▶ _Task details_:
Pick out each line in the rows below that contains the string "sweater", and copy those lines. Matching is case-sensitive.

▶ _Excerpted records_:
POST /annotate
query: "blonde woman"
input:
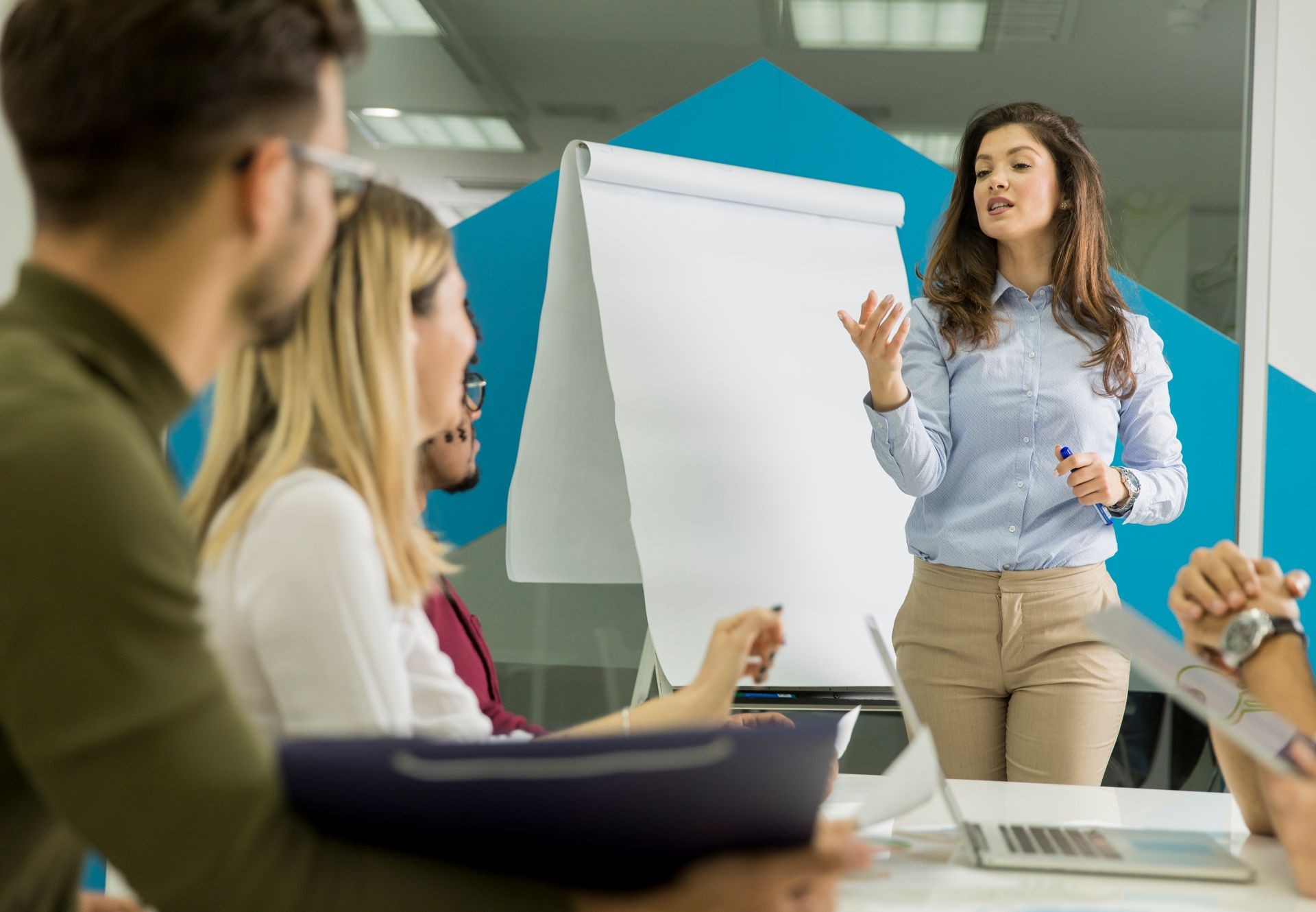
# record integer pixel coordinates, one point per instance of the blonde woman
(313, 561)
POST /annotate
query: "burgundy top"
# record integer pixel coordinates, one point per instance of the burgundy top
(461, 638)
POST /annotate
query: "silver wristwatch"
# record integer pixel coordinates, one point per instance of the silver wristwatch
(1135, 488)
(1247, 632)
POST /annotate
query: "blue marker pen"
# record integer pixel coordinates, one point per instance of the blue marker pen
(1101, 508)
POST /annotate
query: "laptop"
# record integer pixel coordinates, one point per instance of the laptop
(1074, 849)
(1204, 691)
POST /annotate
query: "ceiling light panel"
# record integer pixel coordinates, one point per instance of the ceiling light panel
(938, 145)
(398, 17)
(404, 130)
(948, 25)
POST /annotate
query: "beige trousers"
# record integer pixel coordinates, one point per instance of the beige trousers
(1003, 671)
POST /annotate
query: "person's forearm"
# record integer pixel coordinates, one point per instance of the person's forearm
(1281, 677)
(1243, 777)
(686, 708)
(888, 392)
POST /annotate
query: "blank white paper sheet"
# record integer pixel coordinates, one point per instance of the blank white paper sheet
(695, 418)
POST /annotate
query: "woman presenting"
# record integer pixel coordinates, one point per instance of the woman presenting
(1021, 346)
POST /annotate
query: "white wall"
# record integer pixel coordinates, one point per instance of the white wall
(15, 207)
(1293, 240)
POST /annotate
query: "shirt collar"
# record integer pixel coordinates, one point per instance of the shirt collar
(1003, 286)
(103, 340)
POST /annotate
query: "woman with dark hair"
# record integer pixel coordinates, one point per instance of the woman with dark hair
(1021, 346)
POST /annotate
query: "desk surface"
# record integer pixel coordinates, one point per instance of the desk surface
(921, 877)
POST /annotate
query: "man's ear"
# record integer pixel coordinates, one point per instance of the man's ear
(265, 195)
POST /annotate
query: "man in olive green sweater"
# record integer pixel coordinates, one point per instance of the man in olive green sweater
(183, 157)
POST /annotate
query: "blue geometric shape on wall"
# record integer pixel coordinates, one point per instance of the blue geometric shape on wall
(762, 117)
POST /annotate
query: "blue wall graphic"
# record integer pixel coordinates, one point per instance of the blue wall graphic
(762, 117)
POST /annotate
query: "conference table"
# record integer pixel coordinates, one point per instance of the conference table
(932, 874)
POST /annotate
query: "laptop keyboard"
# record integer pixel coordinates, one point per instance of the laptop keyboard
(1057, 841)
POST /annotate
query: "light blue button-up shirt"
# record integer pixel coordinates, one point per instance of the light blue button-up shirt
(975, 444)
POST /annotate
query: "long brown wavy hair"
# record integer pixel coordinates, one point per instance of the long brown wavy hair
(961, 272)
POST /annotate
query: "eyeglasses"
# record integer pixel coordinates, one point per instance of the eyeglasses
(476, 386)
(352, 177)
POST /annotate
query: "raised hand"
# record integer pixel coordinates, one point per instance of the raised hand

* * *

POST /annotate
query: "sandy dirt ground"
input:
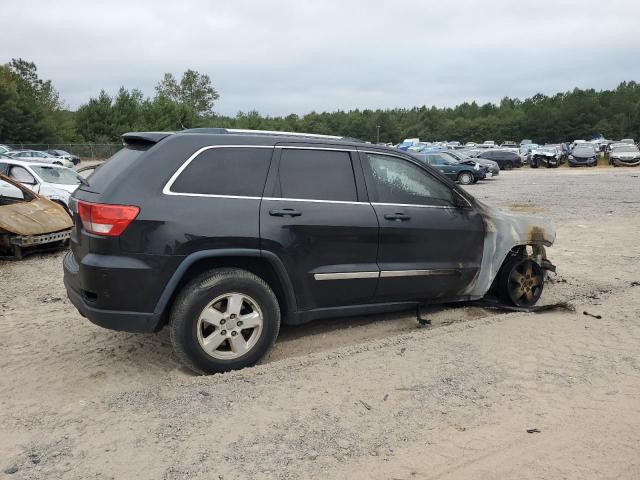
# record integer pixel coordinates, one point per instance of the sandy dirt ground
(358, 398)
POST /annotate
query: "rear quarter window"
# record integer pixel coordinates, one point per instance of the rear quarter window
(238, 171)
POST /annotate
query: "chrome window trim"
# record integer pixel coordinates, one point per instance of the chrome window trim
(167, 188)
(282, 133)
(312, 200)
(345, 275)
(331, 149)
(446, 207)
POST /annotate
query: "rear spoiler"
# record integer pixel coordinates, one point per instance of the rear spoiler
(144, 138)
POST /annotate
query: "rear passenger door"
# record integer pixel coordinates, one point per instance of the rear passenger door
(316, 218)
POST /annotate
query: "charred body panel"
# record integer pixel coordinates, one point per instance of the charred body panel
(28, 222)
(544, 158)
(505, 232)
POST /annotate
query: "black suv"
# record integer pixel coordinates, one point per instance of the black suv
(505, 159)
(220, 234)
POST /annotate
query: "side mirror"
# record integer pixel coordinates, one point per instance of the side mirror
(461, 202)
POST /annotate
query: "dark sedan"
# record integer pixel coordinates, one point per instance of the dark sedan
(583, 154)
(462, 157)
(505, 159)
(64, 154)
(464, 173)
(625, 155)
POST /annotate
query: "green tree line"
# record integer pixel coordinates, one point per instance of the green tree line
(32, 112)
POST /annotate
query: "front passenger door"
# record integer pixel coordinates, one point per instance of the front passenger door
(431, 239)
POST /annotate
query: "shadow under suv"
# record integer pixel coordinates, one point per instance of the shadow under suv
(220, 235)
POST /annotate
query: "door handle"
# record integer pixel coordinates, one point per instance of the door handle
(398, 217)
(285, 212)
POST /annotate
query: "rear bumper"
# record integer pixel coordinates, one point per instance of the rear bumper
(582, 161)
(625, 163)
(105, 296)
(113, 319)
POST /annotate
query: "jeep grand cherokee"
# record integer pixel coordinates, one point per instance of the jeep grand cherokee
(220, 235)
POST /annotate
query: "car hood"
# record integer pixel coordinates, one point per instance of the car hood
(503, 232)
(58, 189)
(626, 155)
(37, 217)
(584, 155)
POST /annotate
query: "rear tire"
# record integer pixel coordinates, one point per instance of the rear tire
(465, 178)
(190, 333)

▶ _Correct response_:
query: "man in olive green sweater"
# record integer pixel coordinates, one point per instance of the man in olive green sweater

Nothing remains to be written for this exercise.